• **練習問題**:
**1.** アニソンについての文章によると、筆者が新旧のアニソンを改めて聴いてみたのはなぜか。文章に書かれている理由を説明せよ。
**2.** アニソンについての文章に出てくる年や年代を、書かれている表記のまますべて挙げよ。

• **読解文**:
════════════════════

未知のウイルスに、全世界が振り回された2020年の終わり。

「劇場版『鬼滅の刃』無限列車編」が、
日本映画 (邦画・洋画合わせて) の歴代興行収入1位の記録を、19年ぶりに塗り替えました!

エンターテインメント業界が大打撃を受ける中での記録更新。
何よりも驚いたのは、アニメ映画がベスト10の中で半分の5作品を占めているという事実でした。

日本の音楽は世界基準になれるのか」の中でも申し上げましたが、
「漫画・アニメーション」は、日本が世界に誇る素晴らしい文化です。

大切なことを教えてもらった人も多いのではないでしょうか!?
まさに、日本の教育において、最高の教材とも言えますね。

今思えば、私自身も、最初に夢中になった音楽は、
アニメソング (以下:アニソン) だったのかもしれません。

あらゆる世代のリスナーを惹きつける、アニソンの魅力とは何なのか!?

個人的にどうしても気になってしまい、
新旧交えたありとあらゆるアニソンを、改めて聴いてみました。
(二か月かけてみっちり聴きました 笑)

子どもの頃によく見ていたアニメの主題歌には懐かしさを覚え、新たに巡り合えた楽曲の中には、心震わせるものもありました。

時代が進むにつれて、楽曲のトレンドが変化していく流れも面白く、とても有意義な時間を過ごせたと思います。(アニソンありがとう!)

アニソンの一般的なイメージは、
"キャッチーなメロディーで、子ども向けの楽曲"という認識だと思います。

確かに昔のアニメ (1960〜70年代) は、子どもをメインターゲットにしたものが多く、それに関連する商品も子ども向けに作られているものがほとんどでした。ですが、「機動戦士ガンダム」のような、リアリズムを描く作品が増え始めた1980年代以降は、J-POPアーティストの楽曲がアニメの主題歌に起用されることも多くなり、深夜帯のアニメが増え始めた1990年代以降は、アニソン自体も大きな変化を遂げていくことになります。

════════════════════

保存済みの記録
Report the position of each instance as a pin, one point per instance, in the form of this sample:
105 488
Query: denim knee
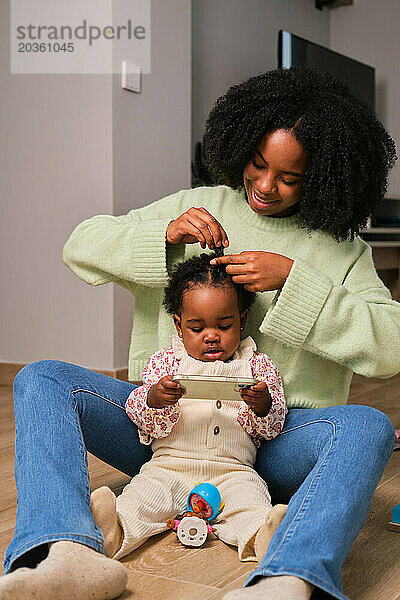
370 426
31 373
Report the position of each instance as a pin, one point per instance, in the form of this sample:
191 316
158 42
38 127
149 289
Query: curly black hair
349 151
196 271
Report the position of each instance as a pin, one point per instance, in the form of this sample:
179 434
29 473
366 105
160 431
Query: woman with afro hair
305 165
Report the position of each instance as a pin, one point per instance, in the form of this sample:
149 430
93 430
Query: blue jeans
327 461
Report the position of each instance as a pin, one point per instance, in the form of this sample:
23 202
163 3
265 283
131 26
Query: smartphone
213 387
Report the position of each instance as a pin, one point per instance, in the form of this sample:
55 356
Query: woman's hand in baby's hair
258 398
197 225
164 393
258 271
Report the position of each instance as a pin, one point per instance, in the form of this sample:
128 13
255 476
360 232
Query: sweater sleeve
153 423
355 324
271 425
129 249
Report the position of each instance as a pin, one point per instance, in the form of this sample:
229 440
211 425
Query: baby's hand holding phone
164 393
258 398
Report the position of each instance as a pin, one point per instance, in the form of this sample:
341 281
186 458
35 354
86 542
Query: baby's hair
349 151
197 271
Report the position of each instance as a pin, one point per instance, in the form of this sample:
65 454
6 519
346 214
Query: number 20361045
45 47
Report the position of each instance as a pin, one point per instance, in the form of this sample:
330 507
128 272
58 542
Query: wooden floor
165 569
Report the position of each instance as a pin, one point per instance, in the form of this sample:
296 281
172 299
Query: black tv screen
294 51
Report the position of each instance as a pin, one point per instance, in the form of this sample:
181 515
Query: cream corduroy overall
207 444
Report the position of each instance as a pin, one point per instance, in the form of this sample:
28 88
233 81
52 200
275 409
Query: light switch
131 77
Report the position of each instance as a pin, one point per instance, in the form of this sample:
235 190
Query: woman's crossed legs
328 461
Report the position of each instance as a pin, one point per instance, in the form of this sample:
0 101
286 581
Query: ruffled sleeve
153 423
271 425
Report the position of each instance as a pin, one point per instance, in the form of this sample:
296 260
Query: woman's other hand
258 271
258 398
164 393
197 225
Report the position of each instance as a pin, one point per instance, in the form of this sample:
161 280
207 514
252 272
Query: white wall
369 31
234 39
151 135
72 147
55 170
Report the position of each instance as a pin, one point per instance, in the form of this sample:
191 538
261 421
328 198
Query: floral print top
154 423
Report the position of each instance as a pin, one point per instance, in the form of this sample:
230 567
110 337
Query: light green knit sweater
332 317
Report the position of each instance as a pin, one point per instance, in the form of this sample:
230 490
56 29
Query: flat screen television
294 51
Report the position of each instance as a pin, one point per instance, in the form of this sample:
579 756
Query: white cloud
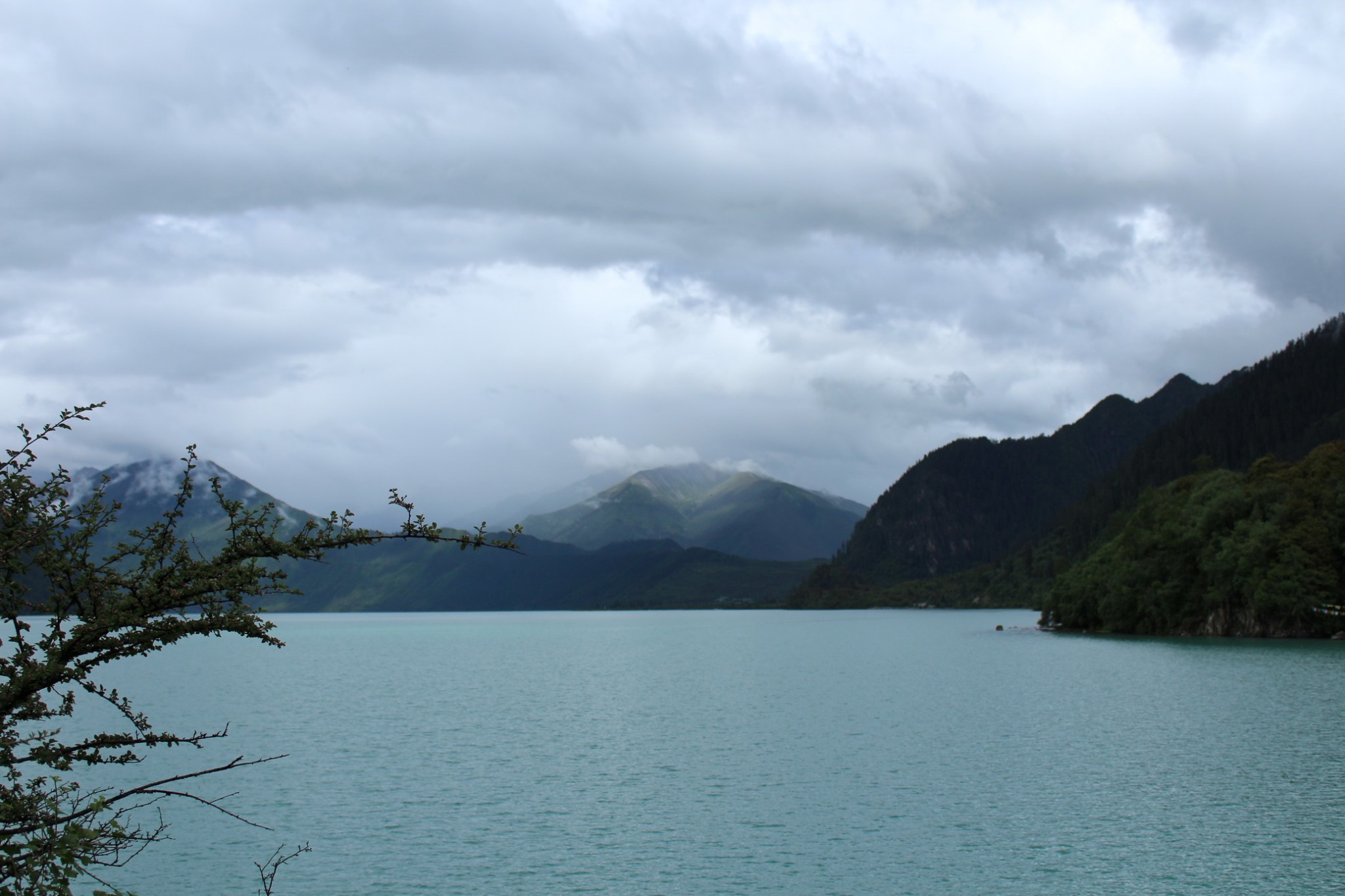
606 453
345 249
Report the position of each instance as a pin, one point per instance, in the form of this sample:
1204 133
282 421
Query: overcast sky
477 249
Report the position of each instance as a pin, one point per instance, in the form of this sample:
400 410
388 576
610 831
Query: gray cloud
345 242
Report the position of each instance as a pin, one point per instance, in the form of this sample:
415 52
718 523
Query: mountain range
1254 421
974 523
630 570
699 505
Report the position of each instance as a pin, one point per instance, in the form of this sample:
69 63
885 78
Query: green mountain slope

════════════════════

• **解答**:
**1.** あらゆる世代のリスナーを惹きつけるアニソンの魅力とは何なのかが、個人的にどうしても気になったからである。

**2.** 2020年、1960〜70年代、1980年代、1990年代